* START DATASET ENTRIES *
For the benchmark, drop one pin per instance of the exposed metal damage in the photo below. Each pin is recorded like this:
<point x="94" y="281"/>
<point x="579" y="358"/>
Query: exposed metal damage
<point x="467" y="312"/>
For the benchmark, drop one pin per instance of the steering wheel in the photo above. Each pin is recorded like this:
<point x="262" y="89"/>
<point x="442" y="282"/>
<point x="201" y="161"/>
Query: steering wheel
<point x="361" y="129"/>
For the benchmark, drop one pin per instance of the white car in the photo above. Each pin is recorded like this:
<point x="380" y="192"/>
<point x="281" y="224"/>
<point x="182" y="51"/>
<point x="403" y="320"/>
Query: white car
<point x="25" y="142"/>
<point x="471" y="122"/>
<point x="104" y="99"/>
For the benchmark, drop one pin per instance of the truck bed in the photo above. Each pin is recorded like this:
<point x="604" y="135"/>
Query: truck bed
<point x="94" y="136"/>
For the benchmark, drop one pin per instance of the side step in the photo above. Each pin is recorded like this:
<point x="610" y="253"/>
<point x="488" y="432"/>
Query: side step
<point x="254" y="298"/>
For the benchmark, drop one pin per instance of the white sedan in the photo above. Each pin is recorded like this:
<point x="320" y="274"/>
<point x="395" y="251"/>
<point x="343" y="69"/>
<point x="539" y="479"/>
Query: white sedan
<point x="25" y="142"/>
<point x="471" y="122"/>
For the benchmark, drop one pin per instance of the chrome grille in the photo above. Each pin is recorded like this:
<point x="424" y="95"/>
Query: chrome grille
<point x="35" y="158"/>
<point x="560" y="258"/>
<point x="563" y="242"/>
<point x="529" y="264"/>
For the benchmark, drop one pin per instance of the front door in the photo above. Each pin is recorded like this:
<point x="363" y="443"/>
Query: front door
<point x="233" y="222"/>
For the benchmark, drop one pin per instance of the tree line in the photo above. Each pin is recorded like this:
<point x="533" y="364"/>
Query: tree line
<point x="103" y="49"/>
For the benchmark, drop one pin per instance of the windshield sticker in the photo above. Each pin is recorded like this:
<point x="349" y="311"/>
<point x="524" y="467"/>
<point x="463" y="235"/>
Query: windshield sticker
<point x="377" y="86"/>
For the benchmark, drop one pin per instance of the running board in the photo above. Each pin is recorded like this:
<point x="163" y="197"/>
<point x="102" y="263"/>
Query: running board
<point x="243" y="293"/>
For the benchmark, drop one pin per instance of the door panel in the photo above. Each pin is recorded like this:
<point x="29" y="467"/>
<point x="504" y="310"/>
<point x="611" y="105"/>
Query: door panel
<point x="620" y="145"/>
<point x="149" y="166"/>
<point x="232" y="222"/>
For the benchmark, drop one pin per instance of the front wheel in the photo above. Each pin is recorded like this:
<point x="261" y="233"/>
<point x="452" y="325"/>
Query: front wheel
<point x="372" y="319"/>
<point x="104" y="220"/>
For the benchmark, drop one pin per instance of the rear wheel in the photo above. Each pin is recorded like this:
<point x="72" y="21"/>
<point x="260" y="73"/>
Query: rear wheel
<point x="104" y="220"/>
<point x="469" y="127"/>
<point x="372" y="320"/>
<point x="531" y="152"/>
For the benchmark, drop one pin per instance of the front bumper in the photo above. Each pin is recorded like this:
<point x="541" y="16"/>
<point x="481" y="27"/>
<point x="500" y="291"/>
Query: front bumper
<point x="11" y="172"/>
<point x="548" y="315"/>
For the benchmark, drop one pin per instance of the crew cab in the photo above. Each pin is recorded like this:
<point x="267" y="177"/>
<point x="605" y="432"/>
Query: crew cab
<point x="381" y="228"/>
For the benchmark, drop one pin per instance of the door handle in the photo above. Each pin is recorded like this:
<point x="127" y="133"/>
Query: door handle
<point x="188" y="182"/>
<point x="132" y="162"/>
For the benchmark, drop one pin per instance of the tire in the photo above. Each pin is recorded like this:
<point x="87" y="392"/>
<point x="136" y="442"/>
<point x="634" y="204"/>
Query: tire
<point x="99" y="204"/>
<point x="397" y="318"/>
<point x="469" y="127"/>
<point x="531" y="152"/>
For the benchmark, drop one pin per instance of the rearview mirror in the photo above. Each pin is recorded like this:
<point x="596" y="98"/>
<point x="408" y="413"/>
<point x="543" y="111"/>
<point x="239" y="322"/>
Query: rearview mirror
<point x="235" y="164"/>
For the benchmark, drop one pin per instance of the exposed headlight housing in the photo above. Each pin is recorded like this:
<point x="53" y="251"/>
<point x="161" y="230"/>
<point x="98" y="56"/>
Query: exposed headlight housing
* END DATASET ENTRIES *
— WHAT THE TASK REQUIRES —
Copy the rows again, beginning at the one containing "the door handle" and continuing through the last row above, with the requests and their sample points left unchanged. In the answer points, multiply each x and y coordinate by 1.2 and round to a whole number, with halves rounding up.

— WORKED ANSWER —
For the benchmark, drop one pin per instance of the door handle in the photo above. Each pin is recorded like this:
<point x="127" y="133"/>
Query: door handle
<point x="226" y="218"/>
<point x="158" y="194"/>
For the benchmark, drop one pin per instance of the tire in the photo above. Each pin is recorded like this:
<point x="87" y="392"/>
<point x="136" y="442"/>
<point x="634" y="204"/>
Query: tire
<point x="119" y="245"/>
<point x="476" y="382"/>
<point x="563" y="152"/>
<point x="637" y="182"/>
For the benchmark, drop one pin per instance of the rearview mirror in the photo above. Each pin is recorded like this:
<point x="596" y="98"/>
<point x="408" y="413"/>
<point x="543" y="111"/>
<point x="239" y="322"/>
Query: rearview mirror
<point x="282" y="197"/>
For the benchmark, drop one pin per instance of the exposed headlight housing in the photo above. Each pin is recorded like this:
<point x="53" y="251"/>
<point x="161" y="230"/>
<point x="98" y="56"/>
Query: exposed headlight housing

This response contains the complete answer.